● SELECTED TEXT
* * *

THIS might be harder and take longer. Like the book suggests, it will involve convincing, strange looks, and people whispering about it…but…

We are PUNK and we need to be resilient – we need to develop a ‘belligerant stance’ pg. 91.


I LOVED this section … ‘Smash it Up’.

Learning VERSUS Performance.

I have come to understand over the years what learning really looks like and sounds like in a classroom. I am ashamed to admit that kids in my class might not have been REALLY learning before – just ‘performing’ and making ‘progress’ towards a destination set by someone other than themselves.

I HATE that thought.

True PUNK LEARNING is messy, it is not quiet, it is not linear, it does not have everyone doing the same thing at the same time, it is not an exercise book full of ‘work’ that a teacher has ‘marked’, it does not have to be planned, it is personalised, it is just in time.

Page 108 shares requirements of a great lesson from the perspective of a teacher who is focused on activities and tasks rather than pedagogy… (interesting to see data driven planning listed)


On the following page is a list of requirements of a great lesson from a teacher who has pedagogy as the focus…


This list is a great reminder of what it is to engage and motivate so our kids are truly ready for learning.

Teaching is an ART. It is a process which needs to be crafted and re-crafted.

“The whole ideology of punk learning is fuelled by the burning desire to do things differently, but also do them right for the right reasons” Pg. 112.


“Learning is too complex to hang numbers on” pg. 120.

Away from the numbers is where I am free too. Numbers do not tell us anything about what an individual knows. They certainly don’t tell us what a learner is capable of. They are one moment in time. They place kids in boxes where they are covertly (or overtly) sorted. Whether intentional or not, we create student hierarchies in our schools because of how we place them in boxes but also through the way we interact with them because of it.

I have the classic example this year. We have a truly intrinsic ‘punk’ learner in our class (we have many but I am thinking of one in particular) who does not ‘get the right numbers’ but who has embraced our ‘nearly hard core punk’ learning pedagogy (we call it LearningMYway) and has likely done more self-directed, creative learning than those students receiving the ‘Principal’s Certificate for academic success. This guy of ours manages himself and his learning, embraces connectedness, has LEARNT to think for himself, is creative in how he shows his learning, and uses social media as a way to reflect and share. He came to us having to ‘unlearn’ or ‘unthink’ the way learning had always been for him. He had to learn about Growth Mindset and learn that mistakes are when true learning is taking place. He is a PUNK LEARNER and deserves a Principal’s Certificate for this regardless of the fact that ‘his numbers don’t add up’… but he isn’t getting one be cause the criteria in the box doesn’t mention the punk learning attitude and skills he has developed….just numbers:(

On pages 123 and 124 are some ways we can assess learning which does not require numbers … “just a few safety pins!”

* * *

● RECORDED INFORMATION
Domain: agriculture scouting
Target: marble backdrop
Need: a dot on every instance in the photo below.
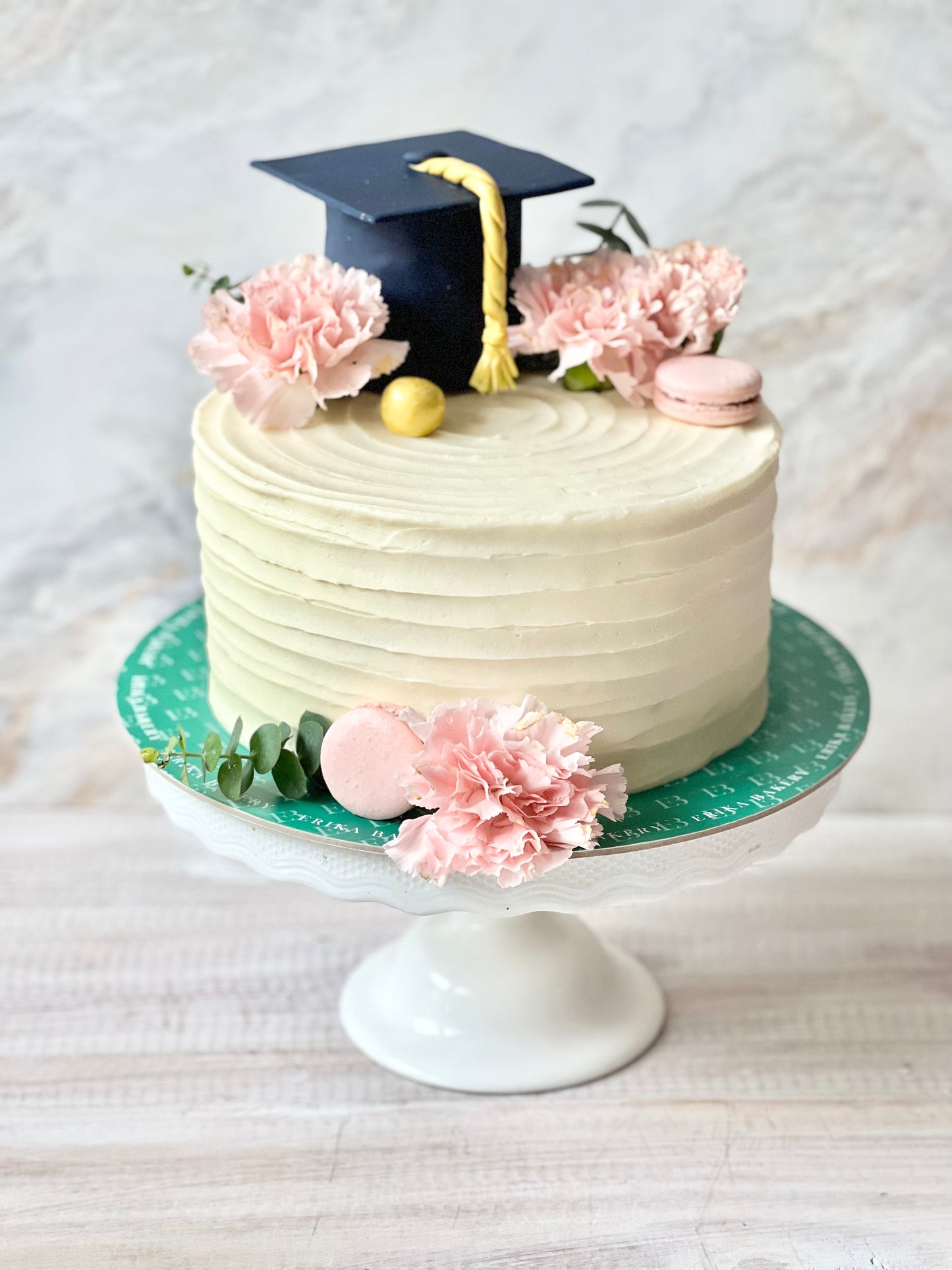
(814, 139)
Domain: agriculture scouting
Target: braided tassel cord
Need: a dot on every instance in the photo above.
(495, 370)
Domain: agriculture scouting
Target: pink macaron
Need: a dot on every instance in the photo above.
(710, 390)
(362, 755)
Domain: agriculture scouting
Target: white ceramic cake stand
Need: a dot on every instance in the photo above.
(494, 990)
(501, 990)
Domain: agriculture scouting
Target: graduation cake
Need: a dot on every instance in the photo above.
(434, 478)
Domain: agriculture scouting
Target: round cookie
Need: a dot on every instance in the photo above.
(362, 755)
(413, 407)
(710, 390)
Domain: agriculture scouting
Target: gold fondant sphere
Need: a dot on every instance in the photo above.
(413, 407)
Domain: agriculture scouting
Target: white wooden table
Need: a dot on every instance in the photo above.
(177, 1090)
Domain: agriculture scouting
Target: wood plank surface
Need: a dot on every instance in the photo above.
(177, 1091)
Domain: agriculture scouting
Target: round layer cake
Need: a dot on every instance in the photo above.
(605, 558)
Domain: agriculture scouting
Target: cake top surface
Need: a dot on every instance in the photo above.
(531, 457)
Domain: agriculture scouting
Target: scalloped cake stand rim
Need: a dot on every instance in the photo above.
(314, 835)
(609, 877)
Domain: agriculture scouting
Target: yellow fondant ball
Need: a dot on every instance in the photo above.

* * *

● TASK TO COMPLETE
Carry the piece on punk learning forward from its last sentence, writing the next few paragraphs in the same voice.

● TASK RESULT
The student created PUNK LEARNING RUBRIC is for the kids to assess and improve how well they are going. An idea to take and have our own kids co-construct something similar for our classroom.


Towards the end of the book @Totallywired77 shares the essence of authentic PUNK learning; remembering that we don’t all have to be doing it the same


being truly punk means we don’t actually care that what we are doing IS punk … it just ‘feels right’ … it is ZEITGEIST.


An important suggestion is made on page 140 as ONE way to inspire our kids to be more imaginative when it comes to their learning.

Incite your kids to ‘unthink’.

This is definitely something which I have noticed is important to push kids to do. When my learners come to me, they have had 6 years of schooling  – punk learning means many kids have to ‘unthink’ the way they have previously thought about learning and also ‘unthink’ what they have thought about THEMSELVES as LEARNERS. Numbers and grades have told many kids that they just can’t do things or are no good at particular things.

I have seen this in my class. Kids who have had to learn the skills of self-direction because I am not going to TELL them what to do all the time, I am NOT going to answer questions that they can think about the answers for themselves, I am not going to insist everyone finishes things at the same time (but this doesn’t mean you should fluff around), I AM going to insist you find your own way to show your learning – yes you can be creative and artistic and be different to others, I am not going to spoon-feed you when you can find things out for yourself, I AM going to help you believe that you can do it – sometimes it might not be ‘YET’ – but you can.

Why don’t more teachers embrace punk learning?

The hardest thing I think for many teachers is the idea of giving over control to the students. When you really THINK about this and ask yourself… are teachers REALLY in control in the classroom? I think in a lot of classrooms, the kids have the control. It might not be over their learning but they do control the zeitgeist. Another thought I have had recently is this… ‘Can wanting control mean you actually lose control?’ As @Totallywired77 suggests on page 143 “Embracing the struggle between authoritarianism and freedom is what gave punk its authenticity and drive”. I like to think of this differently now… we are all learners rather than teacher and students so we can create a culture where we are all on a level playing field.

Another reason is that we go through College having it DRUMMED into us that planning every single detail of a lesson is a necessity. We have learnt that having a plan means we are organised. However, having previously used lesson plans, guided choices, pre-organised resources, and desired outcomes written by someone else will not produce creative learners and student ownership. We need to accept that Punk learning will be chaotic, it will look different. Punk learning needs to allow student thinking to be slightly out of reach and this will mean when they fail they will be encouraged to try again… they will learn ‘grit’.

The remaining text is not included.